WHAT YOU ARE ASKED TO DO
Would you set down every entry shown below, precisely as written?
"""
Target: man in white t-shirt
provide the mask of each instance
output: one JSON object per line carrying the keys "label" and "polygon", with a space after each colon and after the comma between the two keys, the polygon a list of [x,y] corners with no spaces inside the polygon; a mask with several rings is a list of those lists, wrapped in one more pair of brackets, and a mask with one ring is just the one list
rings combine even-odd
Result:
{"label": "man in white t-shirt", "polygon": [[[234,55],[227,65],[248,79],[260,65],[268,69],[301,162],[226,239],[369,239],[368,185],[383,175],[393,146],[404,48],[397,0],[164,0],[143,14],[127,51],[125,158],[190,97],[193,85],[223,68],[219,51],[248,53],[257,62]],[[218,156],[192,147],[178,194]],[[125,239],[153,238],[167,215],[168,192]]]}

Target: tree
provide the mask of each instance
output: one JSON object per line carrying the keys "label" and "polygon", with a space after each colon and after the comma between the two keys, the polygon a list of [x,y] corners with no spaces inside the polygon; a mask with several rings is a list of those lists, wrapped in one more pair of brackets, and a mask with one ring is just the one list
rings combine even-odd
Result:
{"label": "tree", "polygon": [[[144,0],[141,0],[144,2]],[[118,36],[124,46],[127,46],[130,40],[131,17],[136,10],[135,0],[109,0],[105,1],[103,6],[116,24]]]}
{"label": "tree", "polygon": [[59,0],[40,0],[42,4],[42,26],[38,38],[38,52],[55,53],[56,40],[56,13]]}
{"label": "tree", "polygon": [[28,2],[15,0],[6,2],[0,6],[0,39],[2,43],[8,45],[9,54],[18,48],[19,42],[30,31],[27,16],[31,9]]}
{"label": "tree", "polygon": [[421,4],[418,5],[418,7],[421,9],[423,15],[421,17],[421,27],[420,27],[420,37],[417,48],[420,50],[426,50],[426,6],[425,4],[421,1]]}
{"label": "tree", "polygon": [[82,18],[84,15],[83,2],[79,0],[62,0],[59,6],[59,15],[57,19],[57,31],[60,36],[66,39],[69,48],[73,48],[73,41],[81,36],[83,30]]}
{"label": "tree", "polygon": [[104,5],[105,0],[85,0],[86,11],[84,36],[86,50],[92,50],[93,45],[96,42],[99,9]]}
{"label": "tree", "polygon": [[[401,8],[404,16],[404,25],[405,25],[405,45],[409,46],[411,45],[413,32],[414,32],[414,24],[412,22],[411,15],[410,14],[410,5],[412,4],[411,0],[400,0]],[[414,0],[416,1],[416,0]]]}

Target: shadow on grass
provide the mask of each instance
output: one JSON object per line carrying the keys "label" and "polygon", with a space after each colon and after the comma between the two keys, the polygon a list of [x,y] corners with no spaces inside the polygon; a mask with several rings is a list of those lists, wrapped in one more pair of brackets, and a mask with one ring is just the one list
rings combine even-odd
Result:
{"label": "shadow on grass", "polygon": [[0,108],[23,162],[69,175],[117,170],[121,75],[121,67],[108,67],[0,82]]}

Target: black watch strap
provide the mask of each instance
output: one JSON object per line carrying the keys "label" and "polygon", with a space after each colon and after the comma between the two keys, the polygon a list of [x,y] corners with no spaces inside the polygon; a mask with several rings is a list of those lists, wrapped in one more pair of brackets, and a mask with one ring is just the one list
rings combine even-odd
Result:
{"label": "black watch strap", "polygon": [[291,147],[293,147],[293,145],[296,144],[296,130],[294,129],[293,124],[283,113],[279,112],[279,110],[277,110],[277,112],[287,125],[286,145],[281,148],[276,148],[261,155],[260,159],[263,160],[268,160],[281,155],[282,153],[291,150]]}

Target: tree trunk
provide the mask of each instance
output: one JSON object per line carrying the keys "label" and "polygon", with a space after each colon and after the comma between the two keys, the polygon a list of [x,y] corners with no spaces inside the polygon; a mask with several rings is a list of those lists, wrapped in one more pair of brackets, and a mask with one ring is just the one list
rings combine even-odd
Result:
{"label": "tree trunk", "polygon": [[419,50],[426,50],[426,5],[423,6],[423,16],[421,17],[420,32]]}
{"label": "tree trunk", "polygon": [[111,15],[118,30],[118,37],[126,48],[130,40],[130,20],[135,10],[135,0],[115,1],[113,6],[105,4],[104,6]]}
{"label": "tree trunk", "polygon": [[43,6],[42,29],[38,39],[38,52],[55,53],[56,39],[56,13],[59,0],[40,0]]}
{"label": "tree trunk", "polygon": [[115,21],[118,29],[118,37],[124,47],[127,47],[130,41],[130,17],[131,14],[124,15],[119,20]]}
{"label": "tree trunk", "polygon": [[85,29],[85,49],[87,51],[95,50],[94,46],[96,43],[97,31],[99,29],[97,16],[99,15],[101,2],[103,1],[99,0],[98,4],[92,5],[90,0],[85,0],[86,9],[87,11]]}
"""
SOLUTION TO THE PROBLEM
Target: man in white t-shirt
provide the mask of each instance
output: one JSON object per line carrying the keys "label" and "polygon", with a space after each colon and after the comma between the two keys, the polygon a list of [x,y] corners with no spaces inside the polygon; a mask with several rings is a list of those lists, wrapped in one more pair of brackets, and a mask with one ring is just the one list
rings combine even-odd
Result:
{"label": "man in white t-shirt", "polygon": [[[234,55],[227,65],[248,79],[260,65],[268,69],[301,162],[226,239],[369,239],[368,185],[383,175],[393,146],[404,48],[397,0],[164,0],[143,14],[127,51],[125,158],[190,97],[193,85],[223,68],[219,51],[248,53],[257,62]],[[218,156],[192,147],[178,194]],[[125,239],[153,238],[167,215],[168,192]]]}

Target: tree
provide the mask of each instance
output: one JSON object per line carrying the keys "label" and "polygon", with a space after each colon and after the comma between the two keys, the polygon a list of [x,y] corners with no spaces inside the polygon; a mask with several rings is a list of those lists, wrapped in one more pair of brackets, and a mask with one ring is just the one list
rings combine even-odd
Result:
{"label": "tree", "polygon": [[[144,0],[141,0],[144,2]],[[118,36],[124,46],[127,46],[130,40],[131,17],[136,10],[135,0],[109,0],[105,1],[103,6],[116,24]]]}
{"label": "tree", "polygon": [[59,0],[40,0],[42,4],[42,26],[38,38],[38,52],[55,53],[56,40],[56,13]]}
{"label": "tree", "polygon": [[28,2],[15,0],[6,2],[0,6],[0,39],[2,43],[8,45],[9,54],[18,48],[19,42],[30,31],[27,16],[31,9]]}
{"label": "tree", "polygon": [[421,4],[418,5],[418,7],[421,9],[423,15],[421,17],[421,27],[420,27],[420,37],[417,48],[420,50],[426,50],[426,6],[425,4],[421,1]]}
{"label": "tree", "polygon": [[82,18],[84,15],[83,2],[79,0],[62,0],[59,6],[59,15],[57,19],[57,31],[60,36],[66,39],[69,48],[73,48],[73,41],[81,36],[83,30]]}
{"label": "tree", "polygon": [[104,5],[105,0],[85,0],[86,11],[84,36],[86,50],[92,50],[93,45],[96,42],[99,9]]}
{"label": "tree", "polygon": [[[401,8],[404,16],[404,25],[405,25],[405,45],[409,46],[411,45],[413,32],[414,32],[414,24],[412,22],[411,15],[410,14],[410,5],[412,4],[411,0],[400,0]],[[414,0],[416,1],[416,0]]]}

Target: shadow on grass
provide the mask of each instance
output: one JSON object per line carrying the keys "label" and "polygon", with a space after each colon and after the comma between the two keys, the polygon a list of [x,y] corners with no spaces inside the polygon; a mask with several rings is a list of those lists, wrapped in one more pair of brackets, and a mask with one ring is just the one list
rings combine even-odd
Result:
{"label": "shadow on grass", "polygon": [[0,108],[23,162],[69,175],[117,170],[121,75],[121,67],[108,67],[0,82]]}

Target: black watch strap
provide the mask of each instance
output: one JSON object per line carrying the keys "label" and "polygon", with a space after each colon and after the comma between the two keys, the polygon a list of [x,y] corners with no spaces inside the polygon; a mask with several rings is a list of those lists, wrapped in one more pair of brackets, and a mask with one ring is just the one list
rings combine even-odd
Result:
{"label": "black watch strap", "polygon": [[291,147],[293,147],[293,145],[296,144],[296,130],[294,129],[293,124],[283,113],[279,112],[279,110],[277,110],[277,112],[287,125],[286,145],[281,148],[276,148],[261,155],[260,159],[263,160],[268,160],[281,155],[282,153],[291,150]]}

Target: tree trunk
provide the mask of each instance
output: one JSON object per line carrying the keys "label" and "polygon", with a space after each colon and after the comma between the two keys, the polygon a list of [x,y] corners with no spaces inside the polygon; a mask with several rings is a list of those lists, wrapped in one more pair of brackets, and a mask with one ring is just the one list
rings combine even-odd
Result:
{"label": "tree trunk", "polygon": [[419,50],[426,50],[426,5],[423,6],[423,16],[421,17],[420,32]]}
{"label": "tree trunk", "polygon": [[111,15],[118,30],[118,37],[126,48],[130,40],[130,20],[135,10],[135,0],[115,1],[113,6],[105,4],[104,6]]}
{"label": "tree trunk", "polygon": [[43,6],[42,29],[38,39],[38,52],[55,53],[56,39],[56,13],[59,0],[40,0]]}
{"label": "tree trunk", "polygon": [[115,21],[118,29],[118,37],[124,47],[127,47],[130,41],[130,17],[131,14],[124,15],[119,20]]}
{"label": "tree trunk", "polygon": [[85,29],[85,49],[87,51],[95,50],[94,46],[96,43],[97,31],[99,29],[97,16],[99,15],[101,2],[103,1],[99,0],[98,4],[92,5],[90,0],[85,0],[86,9],[87,11]]}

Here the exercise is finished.